[Excerpts of bounding box data]
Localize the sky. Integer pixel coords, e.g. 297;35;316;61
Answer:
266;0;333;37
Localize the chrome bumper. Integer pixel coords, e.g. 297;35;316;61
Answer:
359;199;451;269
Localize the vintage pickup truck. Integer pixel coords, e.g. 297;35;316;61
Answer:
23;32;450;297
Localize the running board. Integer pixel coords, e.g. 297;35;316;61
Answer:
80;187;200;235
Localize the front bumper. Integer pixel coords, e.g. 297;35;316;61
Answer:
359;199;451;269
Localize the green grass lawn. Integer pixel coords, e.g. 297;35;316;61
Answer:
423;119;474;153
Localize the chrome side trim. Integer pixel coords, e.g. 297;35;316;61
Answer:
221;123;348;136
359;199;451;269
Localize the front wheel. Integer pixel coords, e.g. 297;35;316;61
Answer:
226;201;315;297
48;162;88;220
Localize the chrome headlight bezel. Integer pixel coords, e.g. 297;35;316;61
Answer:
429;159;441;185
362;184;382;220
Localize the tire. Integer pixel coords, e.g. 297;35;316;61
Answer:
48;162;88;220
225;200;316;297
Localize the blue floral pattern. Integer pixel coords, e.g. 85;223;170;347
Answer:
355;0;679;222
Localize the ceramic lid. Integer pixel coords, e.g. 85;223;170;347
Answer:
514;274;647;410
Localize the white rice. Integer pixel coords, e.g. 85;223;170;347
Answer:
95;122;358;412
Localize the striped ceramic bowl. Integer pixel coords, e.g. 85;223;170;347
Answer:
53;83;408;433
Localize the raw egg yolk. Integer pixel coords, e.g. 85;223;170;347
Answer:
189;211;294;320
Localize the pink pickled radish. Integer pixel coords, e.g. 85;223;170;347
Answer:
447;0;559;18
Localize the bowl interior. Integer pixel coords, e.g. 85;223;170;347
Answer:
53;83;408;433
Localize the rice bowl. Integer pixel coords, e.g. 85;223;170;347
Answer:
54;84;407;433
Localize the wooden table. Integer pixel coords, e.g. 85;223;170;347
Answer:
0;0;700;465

## What is needed
Reproduce the items verbatim, from the line containing "Localize the green" through the last line of the items, including both of those lines.

## Expected output
Localize the green grass lawn. Integer pixel coords, e.g. 297;35;316;61
Answer:
423;119;474;153
Localize the chrome side trim. Integer pixel coords, e.g. 297;35;316;61
Answer:
221;123;348;136
359;199;451;269
Localize the front wheel. Integer pixel coords, e.g. 297;35;316;61
Answer:
226;201;315;297
48;162;88;220
Localize the chrome headlight bezel. Integer pixel coords, e.g. 297;35;316;61
Answer:
429;159;441;185
362;184;382;220
Localize the tire. Integer pixel coords, e.g. 297;35;316;61
Answer:
48;162;88;220
225;200;316;297
Localize the blue floral pattern. Integer pixel coords, e.g. 85;223;170;347
Answer:
355;0;679;222
Localize the ceramic lid. Integer pixel coords, e.g. 85;223;170;347
Answer:
514;274;647;410
Localize the white rice. Integer pixel coords, e.g. 85;223;170;347
Answer:
95;122;358;412
Localize the striped ceramic bowl. Integer pixel coords, e.g. 85;223;170;347
Answer:
53;83;408;433
Localize the raw egg yolk. Integer pixel coords, e.g. 85;223;170;347
Answer:
189;211;294;320
Localize the pink pickled radish. Integer pixel coords, e.g. 85;223;170;347
Answer:
447;0;559;18
Localize the bowl interior. Integer pixel coords, e.g. 85;223;170;347
Answer:
53;83;408;433
Localize the rice bowl. Integer pixel coords, e.g. 85;223;170;347
Answer:
54;84;407;433
Localize the wooden table. Integer pixel coords, e.g. 85;223;170;347
Answer:
0;0;700;465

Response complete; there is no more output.